**What the task requires:**
Output each record in full, exactly as it stands.

Entries taken from a collection:
↓

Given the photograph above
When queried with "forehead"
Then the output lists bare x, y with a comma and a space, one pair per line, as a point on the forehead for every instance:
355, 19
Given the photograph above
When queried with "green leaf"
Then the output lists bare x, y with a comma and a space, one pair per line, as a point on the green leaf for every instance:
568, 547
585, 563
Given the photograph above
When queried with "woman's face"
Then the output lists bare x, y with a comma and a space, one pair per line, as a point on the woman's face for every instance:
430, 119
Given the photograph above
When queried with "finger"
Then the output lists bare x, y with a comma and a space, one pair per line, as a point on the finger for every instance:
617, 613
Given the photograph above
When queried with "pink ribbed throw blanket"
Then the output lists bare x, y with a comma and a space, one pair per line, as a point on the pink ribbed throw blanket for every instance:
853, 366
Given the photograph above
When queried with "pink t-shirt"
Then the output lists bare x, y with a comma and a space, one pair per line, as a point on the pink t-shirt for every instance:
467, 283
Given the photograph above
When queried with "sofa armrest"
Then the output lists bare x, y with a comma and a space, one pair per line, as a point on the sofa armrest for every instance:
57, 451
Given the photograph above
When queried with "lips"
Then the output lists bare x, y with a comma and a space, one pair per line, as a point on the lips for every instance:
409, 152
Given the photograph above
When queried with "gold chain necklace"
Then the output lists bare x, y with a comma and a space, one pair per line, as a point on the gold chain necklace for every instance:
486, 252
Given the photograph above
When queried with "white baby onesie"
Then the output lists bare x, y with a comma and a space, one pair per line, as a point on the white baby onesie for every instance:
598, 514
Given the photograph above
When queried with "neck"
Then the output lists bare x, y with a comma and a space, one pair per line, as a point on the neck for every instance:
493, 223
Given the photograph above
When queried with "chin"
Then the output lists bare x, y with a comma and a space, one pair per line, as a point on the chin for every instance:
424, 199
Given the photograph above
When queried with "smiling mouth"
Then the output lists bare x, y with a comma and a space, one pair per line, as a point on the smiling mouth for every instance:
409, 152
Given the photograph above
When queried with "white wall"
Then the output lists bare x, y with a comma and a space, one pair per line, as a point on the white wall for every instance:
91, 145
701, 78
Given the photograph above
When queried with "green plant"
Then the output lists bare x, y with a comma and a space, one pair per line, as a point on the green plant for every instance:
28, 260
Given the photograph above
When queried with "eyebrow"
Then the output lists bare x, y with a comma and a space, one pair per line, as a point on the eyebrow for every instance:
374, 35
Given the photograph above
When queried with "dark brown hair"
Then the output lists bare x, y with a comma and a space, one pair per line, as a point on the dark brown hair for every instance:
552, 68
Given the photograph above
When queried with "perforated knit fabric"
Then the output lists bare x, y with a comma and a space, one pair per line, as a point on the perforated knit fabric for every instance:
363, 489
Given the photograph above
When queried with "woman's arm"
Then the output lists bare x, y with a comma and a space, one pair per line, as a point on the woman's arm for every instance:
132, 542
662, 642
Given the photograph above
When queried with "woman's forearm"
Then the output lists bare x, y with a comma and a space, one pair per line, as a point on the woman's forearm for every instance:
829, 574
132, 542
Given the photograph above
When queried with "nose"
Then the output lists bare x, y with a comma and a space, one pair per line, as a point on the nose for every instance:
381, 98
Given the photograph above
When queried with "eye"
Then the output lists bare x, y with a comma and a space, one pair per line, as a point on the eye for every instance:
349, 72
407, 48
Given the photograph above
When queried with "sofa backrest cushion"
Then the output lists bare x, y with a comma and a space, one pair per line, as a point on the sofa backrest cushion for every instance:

↑

**Solution for this problem:**
Given the photograph above
When queried with "forehead"
Then the output lists bare x, y with a comma and a space, one pair per line, as a point on the forehead for every instance:
355, 19
Given the photograph above
When queried with "green leaf"
Then the output lists bare x, y with a comma and a space, one pair per line, as a point on the green leaf for every instance:
568, 547
585, 563
Given the photograph above
When queried with "woman's face"
Then the output lists bare x, y with a comma and a space, one pair per line, as a point on the woman's face for every instance:
430, 119
Given the photograph above
When queried with "finger"
Then the output lists bare x, y with a comma and a space, one pair per line, as a point on the finger for every instance:
617, 613
Given the photograph above
When queried with "pink ribbed throw blanket"
Then the output lists bare x, y with a comma and a space, one pair per line, as a point on the pink ribbed throw blanket for every instance:
853, 366
Given the photograph above
When queried with "pink t-shirt"
Then the output lists bare x, y with a comma and a space, one pair per line, as a point on the pink t-shirt for every instance:
467, 283
Given the photograph above
When queried with "sofa armrest"
Then the output lists bare x, y with a comma and a space, one pair per line, as a point on the sofa armrest for every instance:
57, 451
Given the photograph above
When queried with "lips"
Then the output lists bare x, y with a comma and a space, one pair per line, as a point on the lips for every instance:
409, 152
Given the photograph above
When queried with "gold chain necklace"
Then the output lists bare x, y with a comma and a space, one pair per line, as a point on the gold chain necklace for every instance:
486, 252
Given the photograph above
When queried with "white baby onesie"
Then the output lists bare x, y with a comma and a space, one pair per line, as a point on the white baby onesie for every instance:
598, 514
Given the photograph above
When queried with "neck"
Then the output lists bare x, y with a comma and a space, one pair per line, as a point on the neck for every instance:
493, 223
Given the photograph above
When queried with "chin"
Then the output lists bare x, y with a comma and a space, one pair per line, as a point on the chin for every instance:
424, 199
Given the photograph above
When queried with "smiling mouth"
Then the output lists bare x, y with a comma and a space, one pair per line, as a point on the smiling mouth for every instance:
409, 152
Given the photograph above
When queried with "white wall"
Then the output lists bare x, y with a comma and a space, one pair per line, as a point on the white wall for every instance:
91, 145
701, 78
Given the photograph above
When queried with "green plant"
Then the output lists bare x, y with a comma and a space, one pair per line, as a point on the green plant for every instance:
28, 260
Given the photograph above
When queried with "eyebrow"
Then the output lists bare x, y with a comma and a space, one pair per line, as a point on the eyebrow for every instance:
374, 35
Given the photograph above
When queried with "dark brown hair"
Then the output lists bare x, y with a comma and a space, one pair per line, as a point on the dark brown hair for every instance:
552, 68
Given the photograph above
When queried with "perforated knit fabric"
Then the output lists bare x, y with a comma and a space, one pair per line, as a point on the perforated knit fabric for every instance:
363, 489
Given the photograph above
When queried with "woman's arm"
Then the output lists bare x, y with a comma and a space, one pair per line, as a point on the woman's arm for every instance:
132, 542
662, 642
Given the photograph above
When queried with "woman's forearm"
Then the output lists bare x, y with a comma and a space, one pair per line, as a point on the woman's forearm for every instance:
829, 574
132, 542
Given the photograph above
When queried with "nose"
Then the output lists bare x, y with a comma and a space, one pair per line, as a point on the nose for every instance:
381, 98
Given the photograph above
When queried with "eye"
Then the output lists bare x, y with a comma and a space, one pair per line, as a point on the eye for every instance:
349, 72
407, 48
Given the photograph above
When queried with "sofa backrest cushion"
Then the output lists bare x, y with a comma and a space, one pair per line, as a point on the sofa backrest cushion for every instance:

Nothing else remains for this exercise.